* Kutipan Pilihan
————————

4. Kekeliruan Indoprogres di 2014: mengartikan “dukungan kritis” sebagai posisi intelektual, bukan sebagai kerja politik.
o Kita mengkritik politik transaksional tapi diam-diam menyimpan asumsi transaksional: kita memberikan suara dengan mengharapkan pelaksanaan janj-janji yang direpresentasikan oleh suara tersebut sebagai imbalannya.
o Masalah kita: kesadaran berpolitik seperti anak kos-kosan. “Jangan pada berisik, gue mau tidur.” “Seminggu lagi ya, Kang, lagi cekak nih.” Kita berpolitik dengan mendepankan hak warganegara, bukan kewajiban warga untuk membangun negara.
o Dukungan kritis sebagai posisi intelektual: “Sampah numpuk, Kang, beresin dong, kan gue udah bayar sewa”. Berpolitik dengan kesadaran anak kos.
o Dukungan kritis sebagai kerja politik: “Sampah numpuk, Kang, yuk kita bersihin rame-rame”. Berpolitik dengan kesadaran membangun negara.
5. Kaum Intelektual Kiri mesti kembali menjadi orang Indonesia, bukan berusaha menjadi Indonesianis
o Ada tendensi dekaden di kalangan intelektual Kiri hari ini: berlomba-lomba menjadi Indonesianis di negeri sendiri. Terlihat smart dengan menulis articles dan essay. “Oh Indonesia, alangkah malang nasibmu”—seakan-akan mereka bukan bagian dari Indonesia. “Tidak ada Prumpung hari ini.”

————————

* Data Hasil Ekstraksi

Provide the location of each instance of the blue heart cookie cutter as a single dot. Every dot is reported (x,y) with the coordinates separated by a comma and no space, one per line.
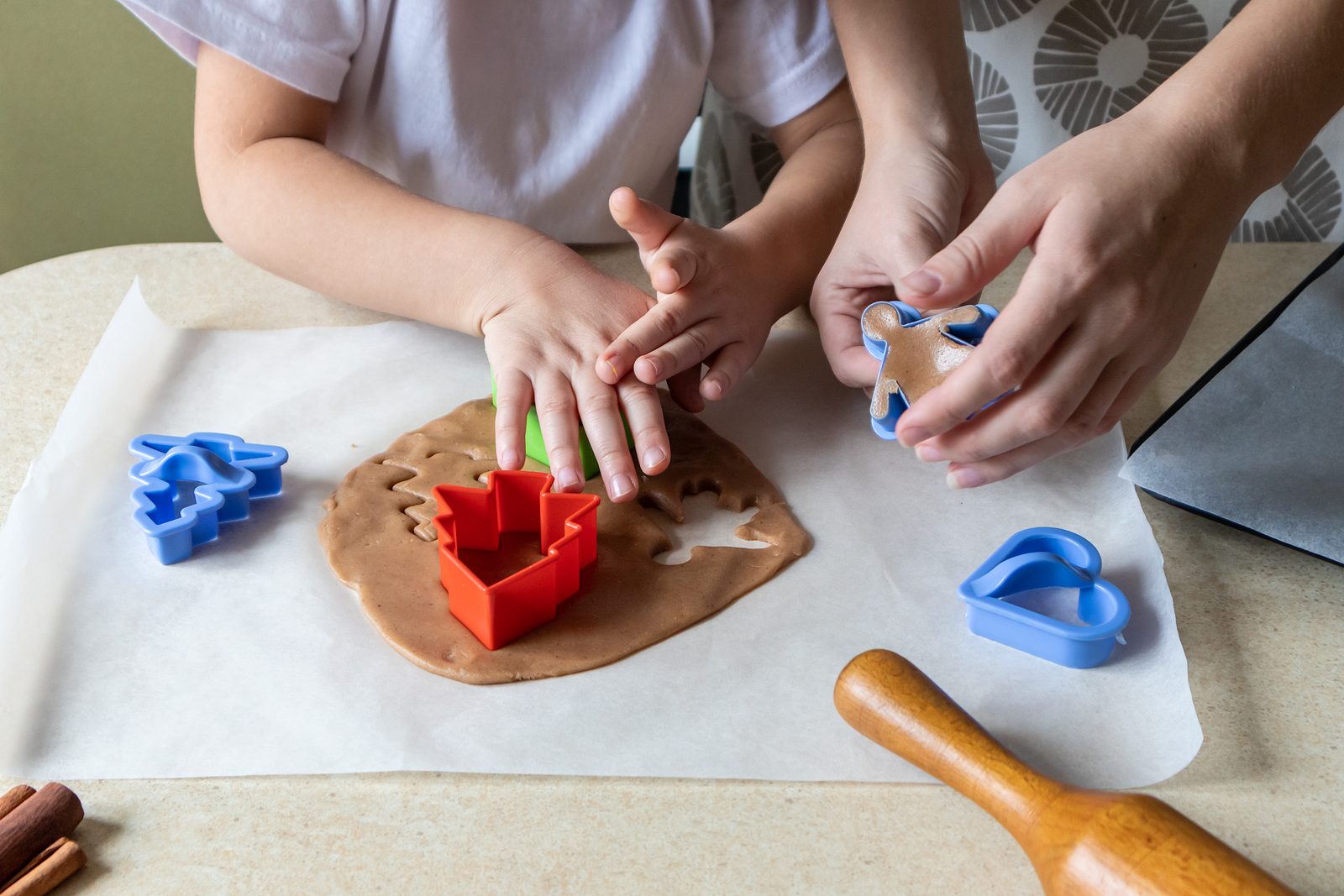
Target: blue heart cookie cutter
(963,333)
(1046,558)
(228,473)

————————

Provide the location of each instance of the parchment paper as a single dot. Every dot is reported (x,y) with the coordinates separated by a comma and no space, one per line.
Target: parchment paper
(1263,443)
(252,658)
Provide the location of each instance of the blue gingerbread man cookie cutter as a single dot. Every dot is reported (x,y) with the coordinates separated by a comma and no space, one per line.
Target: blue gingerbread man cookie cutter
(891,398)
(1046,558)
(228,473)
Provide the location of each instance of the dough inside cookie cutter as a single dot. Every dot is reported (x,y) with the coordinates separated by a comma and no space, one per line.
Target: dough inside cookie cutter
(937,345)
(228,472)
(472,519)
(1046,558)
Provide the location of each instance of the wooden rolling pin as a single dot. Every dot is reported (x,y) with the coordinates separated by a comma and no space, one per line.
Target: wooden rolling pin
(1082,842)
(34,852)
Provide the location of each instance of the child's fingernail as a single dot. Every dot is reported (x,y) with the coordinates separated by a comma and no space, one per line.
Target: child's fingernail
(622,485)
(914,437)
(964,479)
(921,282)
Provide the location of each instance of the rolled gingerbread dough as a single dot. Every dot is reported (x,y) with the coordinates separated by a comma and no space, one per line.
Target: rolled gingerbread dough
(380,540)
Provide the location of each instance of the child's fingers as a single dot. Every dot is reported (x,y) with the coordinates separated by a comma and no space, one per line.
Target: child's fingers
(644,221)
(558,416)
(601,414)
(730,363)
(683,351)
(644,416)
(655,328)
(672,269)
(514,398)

————————

* Soal Latihan
1 – Terjemahkan ke dalam bahasa Inggris kalimat dari kutipan tentang intelektual Kiri ini: "Kita berpolitik dengan mendepankan hak warganegara, bukan kewajiban warga untuk membangun negara."
2 – Sambunglah kutipan tentang dukungan kritis dan intelektual Kiri itu, mulai setelah kalimat terakhirnya.
Butir-butir data tersebut tidak berkaitan dengan kutipan.

* Kunci Jawaban
1 – We engage in politics by putting the rights of citizens first, not the duty of citizens to build the nation.

2 –
o Ketika tendensi dekaden ini mengejawantah dalam tinjauan seputar Pilpres 2019, hasilnya sungguh bisa ditebak. Kaum “Indonesianis” yang Marxis akan membawa-bawa Rusia ke mana-mana—Leninisme sebagai haute couture. Kaum “Indonesianis” yang libertarian akan mengamati Indonesia sebagai sebuah entitas teoretis yang tak ada sangkut-pautnya dengan diri mereka sebagai warga dunia.
o Semua varian dari tendensi dekaden itu akhirnya sama saja: mereka berlaku seolah-olah Indonesia bisa dibongkar-pasang semaunya sesuai amanat hati nurani teoretis. Seolah-olah sejarah Indonesia itu nisbi dan tentatif.
o Kerja intelektual Kiri hanya bisa dimulai dengan meninggalkan ilusi seorang Indonesianis; ia hanya bisa dimulai dengan pertama-tama mengambil bagian dalam negara-bangsa yang nyata dan menyejarah bernama Indonesia ini. Mengambil pilihan-pilihan nyata yang punya implikasi konkrit pada jalannya sejarah bangsa kita. Mengambil posisi pemikiran dan membawanya dalam praktik yang didasarkan atas kepentingan kebangsaan yang mewujud dalam para tetangga kita, orang-orang yang kita temui di jalan, tukang rokok di ujung gang, semua, semua orang Indonesia yang hidup dan mati bersama kita di Republik ini.
o Sudah waktunya kita meninggalkan ilusi intelektual yang menempatkan Indonesia sebagai “rumah kaca” yang kita amati dalam prasangka intelektual kita, yang bisa dirakit dan dibongkar-pasang sesuai tuntutan teori dan hukum kodrat emansipasi, seakan-akan kita adalah ahli waris sah dari Jacques Pangemanann.
o Sekarang kau tahu resikonya: stop berimajinasi tentang Cornell, atau kau akan menjadi Cornelis de Houtman.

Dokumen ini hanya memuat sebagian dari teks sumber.